** O que fazer **
1) Segundo o excerto sobre o livro, porque é que a leitura salta tão depressa de uma história para outra? Responde em uma a três frases.
2) Junta todas as linhas que contêm a palavra "swimming" e copia-as.

** Excerto do documento **
· · · · ·

A estrutura do livro convida precisamente a uma leitura rápida, mas complexa, onde o suspense está presente como um moto contínuo. Ou mais do que isso, como veremos. As histórias jamais se cruzam. Não há nenhum ponto de contacto entre estas personagens. Diegeticamente falando, pois em termos de composição visual, existem momentos em que as três linhas convivem na superfície das páginas, sobretudo no início e no fim das acções, procurando criar “ecos” simbólicos entre elas. Ou uma frase de uma personagem é dita e continuada sob a forma de legenda na “linha” visual da história de outra. Mas em termos de encontro das personagens, isso jamais sucede.

Uma cena inicial faz-nos atravessar o sistema solar até “aterrarmos” no sopé do Fuji, acompanhando uma pétala rosa, que cai ao pé de Yoshi. Depois veremos outras pétalas, caindo na mesa de cabeceira da mulher albina, e na boca de Ray, que está a dormir no carro, num deserto em L.A. No “fim” das histórias, veremos as pétalas evolando-se novamente em direcção ao espaço sideral. O acompanhamento de cada história, então, é feito de forma intermitente, criando um ritmo incessante de (três) acções paralelas. Estas são quase sempre, por princípio estrutural, apresentadas em cada duas páginas em spread, em que o autor experimenta todas as soluções, de vinhetas horizontais a verticais, a outras combinações. Nenhum dos segmentos ultrapassa o máximo das 6 páginas seguidas, mas a esmagadora maioria delas fica-se pelas 2, o que leva a “saltos” entre as linha narrativas bem rápidos, e incutindo uma certa urgência e velocidade à medida que lemos o livro. Dessa forma, portanto, é como se cada pequeno cliffhanger (em cada segmento) fosse um som percutido na malha inteira do livro, aumentando essa ideia de suspense.

· · · · ·

** As linhas **
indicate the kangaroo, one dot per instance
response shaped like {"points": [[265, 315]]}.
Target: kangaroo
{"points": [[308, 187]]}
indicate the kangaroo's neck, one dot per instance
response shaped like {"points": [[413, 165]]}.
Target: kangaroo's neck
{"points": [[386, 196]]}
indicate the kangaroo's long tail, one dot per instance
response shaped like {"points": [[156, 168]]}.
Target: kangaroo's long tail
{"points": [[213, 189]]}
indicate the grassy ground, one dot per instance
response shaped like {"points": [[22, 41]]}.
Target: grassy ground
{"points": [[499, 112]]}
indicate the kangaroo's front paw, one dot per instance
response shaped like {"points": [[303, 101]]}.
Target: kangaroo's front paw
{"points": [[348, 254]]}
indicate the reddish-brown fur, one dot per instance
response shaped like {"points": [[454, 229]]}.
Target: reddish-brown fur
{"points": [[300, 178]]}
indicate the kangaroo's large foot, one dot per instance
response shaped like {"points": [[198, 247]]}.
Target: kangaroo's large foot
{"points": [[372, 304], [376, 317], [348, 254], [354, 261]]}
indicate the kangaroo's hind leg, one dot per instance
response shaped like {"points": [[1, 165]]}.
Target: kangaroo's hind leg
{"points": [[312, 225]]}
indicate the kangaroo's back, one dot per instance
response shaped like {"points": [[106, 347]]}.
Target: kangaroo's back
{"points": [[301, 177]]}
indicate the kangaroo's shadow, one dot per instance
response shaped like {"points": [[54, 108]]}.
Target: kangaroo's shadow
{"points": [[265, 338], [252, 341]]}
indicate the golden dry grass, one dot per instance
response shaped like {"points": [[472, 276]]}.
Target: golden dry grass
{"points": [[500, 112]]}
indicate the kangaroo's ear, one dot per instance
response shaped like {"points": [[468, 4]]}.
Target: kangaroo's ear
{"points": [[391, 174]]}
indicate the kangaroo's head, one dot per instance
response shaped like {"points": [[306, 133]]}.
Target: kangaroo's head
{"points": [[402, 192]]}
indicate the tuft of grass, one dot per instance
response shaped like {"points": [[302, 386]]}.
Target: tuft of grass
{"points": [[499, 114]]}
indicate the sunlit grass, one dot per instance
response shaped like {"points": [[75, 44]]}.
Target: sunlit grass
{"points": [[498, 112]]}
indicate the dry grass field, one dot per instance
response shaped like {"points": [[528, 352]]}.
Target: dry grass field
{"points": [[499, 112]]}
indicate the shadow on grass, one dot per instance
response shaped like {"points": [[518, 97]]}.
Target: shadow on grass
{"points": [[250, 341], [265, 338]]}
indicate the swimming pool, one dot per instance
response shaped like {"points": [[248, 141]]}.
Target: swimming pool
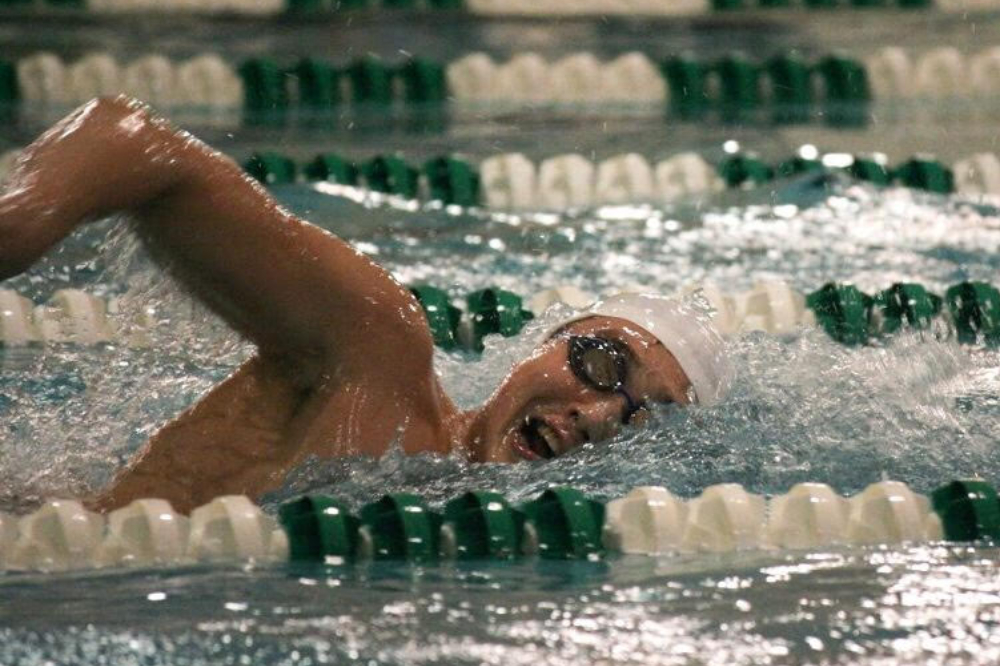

· · · · ·

** Problemas resolvidos **
1) Porque nenhum segmento passa das 6 páginas seguidas e a grande maioria fica-se pelas 2. Por isso, a leitura passa muito depressa de uma história para outra, e isso dá uma certa urgência e velocidade à leitura do livro.

2)
indicate the swimming pool, one dot per instance
Target: swimming pool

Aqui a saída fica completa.